*** Text block

37 responses to “Nukes and Renewal”

  1. Rowinguy1 Avatar
    Rowinguy1

    Of course, this will be a complicated economic analysis, but as it stands now, I feel like if the costs do not become exorbitant (such as it becoming necessary to replace large components of several units), Dominion, which seems intent on going for the re-licensing should in fact pursue that.

    A point you didn’t touch on, Jim, but bears mentioning is that in the next several years, Dominion will be retiring substantial quantities of fossil fired capacity. It has recently advised PJM of more than 1,000 MW of such retirements effective later this year. It is also continuing to operate the units at Yorktown only on an emergency petition from the DoE that can be terminated after any 3 month period, but which is likely to be extended until the James River transmission line can be built. So, the ceteris is not paribus, so to speak. There will likely be additional retirements of aging and inefficient fossil units if any carbon regulation comes to pass.

    PJM has capacity requirements of its members and excising 4,000 MW of very cheap (at this point) capacity would be very expensive, it seems to me. As one of the Dominion officers states in your piece, they don’t want to become solely reliant on natural gas. And, while the General Assembly has now extended incentives toward the deployment of solar, due to that technology’s much lower capacity factor, it would take more than 10,000 MW of new solar capacity to replace the nuclear capacity of the 4 nuclear units, I believe. I think they are credited with about 35% capacity factor.

    Tom Hadwin is right that Virginia could do more toward energy efficiency, but I for one am skeptical that we could “save” our way out of this capacity deficit. I also do not share his opinion that solar could be used anywhere near as effectively with Bath County as the nuclear units now do.

    I suppose the skeptic in me would answer the question that you pose at the outset of your essay “Should Dominion re-license its 4 nuclear units” answers itself. The Company wants to do it and no one seems capable of saying to to them. The Legislature will be as accommodating as it always has been and the Nuclear Regulatory Commission does not seem, at least under the current administration, likely to object either.

******

§ Problems
A. According to the comment on Dominion's nuclear units, how many megawatts of fossil-fired retirements has Dominion recently advised PJM of?
B. Count the lines of the rows that contain the string "crate", treating case as significant, and give only the number.

*** Entries shown

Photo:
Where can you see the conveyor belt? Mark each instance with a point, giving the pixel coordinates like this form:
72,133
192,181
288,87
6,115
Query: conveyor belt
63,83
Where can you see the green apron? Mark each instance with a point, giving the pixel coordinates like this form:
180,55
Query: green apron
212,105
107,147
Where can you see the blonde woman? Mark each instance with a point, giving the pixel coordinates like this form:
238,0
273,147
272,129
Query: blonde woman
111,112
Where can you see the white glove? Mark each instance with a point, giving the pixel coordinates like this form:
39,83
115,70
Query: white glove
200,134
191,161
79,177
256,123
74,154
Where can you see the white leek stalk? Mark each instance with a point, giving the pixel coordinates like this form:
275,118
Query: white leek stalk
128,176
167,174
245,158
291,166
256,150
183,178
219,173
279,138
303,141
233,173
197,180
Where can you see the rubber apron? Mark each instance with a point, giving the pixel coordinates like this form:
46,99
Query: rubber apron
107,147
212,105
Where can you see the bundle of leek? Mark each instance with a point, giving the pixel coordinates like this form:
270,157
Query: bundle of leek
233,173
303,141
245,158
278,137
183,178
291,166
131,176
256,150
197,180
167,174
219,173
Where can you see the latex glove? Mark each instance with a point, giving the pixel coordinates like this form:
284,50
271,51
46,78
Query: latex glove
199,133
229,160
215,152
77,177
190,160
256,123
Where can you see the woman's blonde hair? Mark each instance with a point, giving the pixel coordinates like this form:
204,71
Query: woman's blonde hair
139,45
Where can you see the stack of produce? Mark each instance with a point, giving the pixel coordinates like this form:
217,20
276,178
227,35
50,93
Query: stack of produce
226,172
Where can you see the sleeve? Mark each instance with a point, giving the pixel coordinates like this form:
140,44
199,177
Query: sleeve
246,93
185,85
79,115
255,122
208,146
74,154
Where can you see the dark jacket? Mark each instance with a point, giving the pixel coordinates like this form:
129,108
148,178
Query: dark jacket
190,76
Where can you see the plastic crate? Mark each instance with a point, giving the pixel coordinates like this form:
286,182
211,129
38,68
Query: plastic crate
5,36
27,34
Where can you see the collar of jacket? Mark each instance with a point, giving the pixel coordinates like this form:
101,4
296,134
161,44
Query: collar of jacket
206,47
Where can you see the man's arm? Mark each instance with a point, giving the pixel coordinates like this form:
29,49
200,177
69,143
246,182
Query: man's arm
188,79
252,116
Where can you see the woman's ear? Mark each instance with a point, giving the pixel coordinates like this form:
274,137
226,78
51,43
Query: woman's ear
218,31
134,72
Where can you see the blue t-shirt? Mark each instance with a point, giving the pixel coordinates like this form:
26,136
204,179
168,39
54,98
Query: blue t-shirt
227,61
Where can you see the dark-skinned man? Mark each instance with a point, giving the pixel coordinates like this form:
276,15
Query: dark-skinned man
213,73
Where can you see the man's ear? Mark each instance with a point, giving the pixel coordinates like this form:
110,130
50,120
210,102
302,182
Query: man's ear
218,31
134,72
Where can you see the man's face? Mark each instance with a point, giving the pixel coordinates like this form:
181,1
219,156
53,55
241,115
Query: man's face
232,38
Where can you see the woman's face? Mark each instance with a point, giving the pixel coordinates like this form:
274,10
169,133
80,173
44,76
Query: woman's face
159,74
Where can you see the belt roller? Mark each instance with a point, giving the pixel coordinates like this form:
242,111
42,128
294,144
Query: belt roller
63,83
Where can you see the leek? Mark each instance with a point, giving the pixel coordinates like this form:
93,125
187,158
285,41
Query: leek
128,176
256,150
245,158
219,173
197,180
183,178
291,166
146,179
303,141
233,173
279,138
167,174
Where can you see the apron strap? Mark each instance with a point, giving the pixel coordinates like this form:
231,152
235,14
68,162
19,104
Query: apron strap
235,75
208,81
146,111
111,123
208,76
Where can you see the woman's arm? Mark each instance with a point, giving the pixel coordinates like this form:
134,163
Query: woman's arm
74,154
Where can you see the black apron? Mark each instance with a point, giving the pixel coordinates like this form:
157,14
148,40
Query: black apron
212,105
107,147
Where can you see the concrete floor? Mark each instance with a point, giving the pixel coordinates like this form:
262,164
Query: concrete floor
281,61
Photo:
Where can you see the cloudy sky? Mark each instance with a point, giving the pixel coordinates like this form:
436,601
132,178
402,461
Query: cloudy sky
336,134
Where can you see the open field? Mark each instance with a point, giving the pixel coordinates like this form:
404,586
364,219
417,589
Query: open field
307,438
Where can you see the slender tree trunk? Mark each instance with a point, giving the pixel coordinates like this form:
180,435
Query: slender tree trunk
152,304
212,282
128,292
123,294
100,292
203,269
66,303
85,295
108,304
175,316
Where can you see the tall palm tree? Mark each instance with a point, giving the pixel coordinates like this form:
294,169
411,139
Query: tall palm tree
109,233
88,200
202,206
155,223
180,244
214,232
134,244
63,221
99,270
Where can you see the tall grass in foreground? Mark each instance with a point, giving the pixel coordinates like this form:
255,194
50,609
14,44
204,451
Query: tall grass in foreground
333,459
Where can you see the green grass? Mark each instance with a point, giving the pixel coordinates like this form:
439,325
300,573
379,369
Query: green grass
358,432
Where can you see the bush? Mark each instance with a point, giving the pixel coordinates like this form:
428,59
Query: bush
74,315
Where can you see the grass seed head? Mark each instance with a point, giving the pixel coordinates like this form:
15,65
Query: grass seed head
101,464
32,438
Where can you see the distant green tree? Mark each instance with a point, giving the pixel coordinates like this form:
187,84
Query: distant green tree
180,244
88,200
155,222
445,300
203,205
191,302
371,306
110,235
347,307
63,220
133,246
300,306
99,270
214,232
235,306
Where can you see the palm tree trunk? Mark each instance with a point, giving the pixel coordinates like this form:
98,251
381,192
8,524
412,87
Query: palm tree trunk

******

§ Answers to the tasks
A. More than 1,000 MW.

B. 2